MARCHE À SUIVRE:
Poursuivez le texte consacré au film « Zelig » en reprenant juste après sa dernière phrase.

TEXTE FOURNI:
________

Zelig

Woody Allen

Avec Mia Farrow (Eudora Fletcher), Woody Allen (Léonard Zelig)

Noir et blanc - 1983 - DVD

L'intrigue

« Zelig » est un faux documentaire réalisé avec des images d’archives truquées qui retrace la vie de Léornard Zelig et de son médecin traitant, Eudora Fletcher. Celui que l’on appelait l’homme caméléon a vécu aux USA au début du 20ième siècle. Il est frappé d’une maladie étrange, il change son apparence et sa personnalité en fonction du milieu dans lequel il est plongé. C’est ainsi qu’il devient tour à tour médecin, noir, rabin, gros, indien et nazi…

  • Mia Farrow (Eudora Fletcher) et Woody Allen (Léonard Zelig)

  • Woody Allen (Zelig)

  • Woody Allen (Zelig)

  • Woody Allen (Zelig et ses médecins)

  • Woody Allen

  • Affiche: Zelig

  • Affiche: Zelig

Identifications

Il nous arrive de partager, d’adhérer ou de communier « comme un seul homme » à la vision d’un film, au discours d’un chef ou plus largement à une idée ou une idéologie. Une fois que la fascination s’estompe, que la communion cesse et que nous nous retrouvons seul, nous nous interrogeons sur cet étrange phénomène de captation qui pour un temps (quelques secondes, quelques heures ou quelques années), nous a ravis à nous-même. C’est ce phénomène que Freud baptise du nom d’identification (hystérique).

________

ENTRÉES FOURNIES:
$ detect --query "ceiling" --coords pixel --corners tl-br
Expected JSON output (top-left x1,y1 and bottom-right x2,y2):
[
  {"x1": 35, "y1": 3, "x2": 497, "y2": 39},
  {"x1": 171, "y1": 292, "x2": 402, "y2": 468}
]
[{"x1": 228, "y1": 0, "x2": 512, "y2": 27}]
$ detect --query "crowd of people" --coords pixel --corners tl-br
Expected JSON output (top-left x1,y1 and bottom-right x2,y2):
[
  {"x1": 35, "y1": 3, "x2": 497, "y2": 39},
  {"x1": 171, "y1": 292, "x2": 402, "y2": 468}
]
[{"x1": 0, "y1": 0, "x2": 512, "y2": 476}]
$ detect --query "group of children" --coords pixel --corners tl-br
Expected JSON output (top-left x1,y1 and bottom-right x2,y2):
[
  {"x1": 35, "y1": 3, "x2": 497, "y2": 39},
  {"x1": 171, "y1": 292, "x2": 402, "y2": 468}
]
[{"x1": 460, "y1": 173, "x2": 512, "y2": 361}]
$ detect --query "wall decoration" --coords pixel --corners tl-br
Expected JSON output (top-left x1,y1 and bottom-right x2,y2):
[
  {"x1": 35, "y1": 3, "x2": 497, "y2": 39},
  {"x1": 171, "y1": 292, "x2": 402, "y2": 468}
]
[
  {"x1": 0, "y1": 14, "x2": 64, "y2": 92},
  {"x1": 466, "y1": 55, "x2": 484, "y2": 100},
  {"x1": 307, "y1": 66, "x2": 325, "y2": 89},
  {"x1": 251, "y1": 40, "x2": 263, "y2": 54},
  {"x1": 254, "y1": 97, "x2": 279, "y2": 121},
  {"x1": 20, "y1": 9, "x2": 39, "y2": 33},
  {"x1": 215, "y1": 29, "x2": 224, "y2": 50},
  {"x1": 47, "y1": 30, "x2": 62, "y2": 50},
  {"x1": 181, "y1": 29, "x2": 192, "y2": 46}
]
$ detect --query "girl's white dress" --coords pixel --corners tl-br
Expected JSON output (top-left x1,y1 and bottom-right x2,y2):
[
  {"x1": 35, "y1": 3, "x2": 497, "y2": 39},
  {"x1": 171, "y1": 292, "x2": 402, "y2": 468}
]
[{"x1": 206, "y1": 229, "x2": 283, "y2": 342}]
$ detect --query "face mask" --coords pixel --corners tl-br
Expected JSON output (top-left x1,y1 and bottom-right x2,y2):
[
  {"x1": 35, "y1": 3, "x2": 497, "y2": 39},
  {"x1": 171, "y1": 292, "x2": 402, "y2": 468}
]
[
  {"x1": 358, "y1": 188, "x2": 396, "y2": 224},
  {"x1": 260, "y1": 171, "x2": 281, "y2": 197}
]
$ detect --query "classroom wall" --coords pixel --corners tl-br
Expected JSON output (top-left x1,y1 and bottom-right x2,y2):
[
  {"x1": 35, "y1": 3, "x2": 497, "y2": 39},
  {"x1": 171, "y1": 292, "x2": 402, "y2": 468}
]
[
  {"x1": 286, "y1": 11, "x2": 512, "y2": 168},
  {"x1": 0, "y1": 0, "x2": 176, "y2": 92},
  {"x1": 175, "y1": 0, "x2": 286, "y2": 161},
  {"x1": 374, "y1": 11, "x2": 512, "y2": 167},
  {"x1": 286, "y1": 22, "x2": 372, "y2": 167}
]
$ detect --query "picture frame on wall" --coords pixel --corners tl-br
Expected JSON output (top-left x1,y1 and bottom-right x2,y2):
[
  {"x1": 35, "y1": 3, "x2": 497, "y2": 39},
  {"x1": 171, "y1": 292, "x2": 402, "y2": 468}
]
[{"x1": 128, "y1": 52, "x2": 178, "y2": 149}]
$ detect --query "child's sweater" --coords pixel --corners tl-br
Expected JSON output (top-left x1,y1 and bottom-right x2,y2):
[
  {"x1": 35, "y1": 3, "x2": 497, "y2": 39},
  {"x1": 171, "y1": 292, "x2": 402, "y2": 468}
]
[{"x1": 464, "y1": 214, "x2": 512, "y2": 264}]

________

RÉPONSE À LA TÂCHE:
Le film « Zelig » présente le cas d’un patient imaginaire sujet à d’incessantes indentifications et qui a la capacité de devenir un autre. Le phénomène est poussé à son paroxisme chez Zelig, puisque non seulement il devient l’autre dans la réalité, mais il n’arrive pas à être autre chose que l’autre. Le film « Zelig » est lui aussi contaminé par son objet puisque cette fiction se présente sous la forme d’un documentaire.

« Zelig » (le film) est un objet non conforme, une « fable burlesque » qui prête à toutes les interprétations. Zelig (le personnage), est-il l’archétype de l’homme moderne américain dont la  se dissout dans son désir d’adaptation? Représente-il la métaphore de l’impossible assimilation des juifs par la société américaine ? Ne serait-ce pas Woddy Allen lui-même qui se cherche dans la contemplation narcissique de son image ?

« Zelig » a nécessité des moyens importants et trois ans de travail pour un résultat qui n’est plus aussi spectaculaire qu’en 1983 puisque le genre dans lequel Woody Allen innovait, le détournement d’archives, a été abondamment copié depuis et facilité grâce aux moyens qu’offre aujourd’hui la technique. Zelig reste un film original. Woody Allen réalise un « Citizen Kane » comique, un pastiche de documentaire d’une extrême sophistication formelle. Il respecte strictement les codes du documentaire télévisuel et utilise une voix off, des images d’archives truquées ou recrées, une musique d’époque, des extraits de reportage en son direct qui alternent avec des interviews actuel de témoins qui racontent le Zelig qu’ils ont connu dans les années trente. On a ainsi le plaisir de voir Bruno Bettelheim, lui-même, définir Zelig comme un cas de normalité extrême.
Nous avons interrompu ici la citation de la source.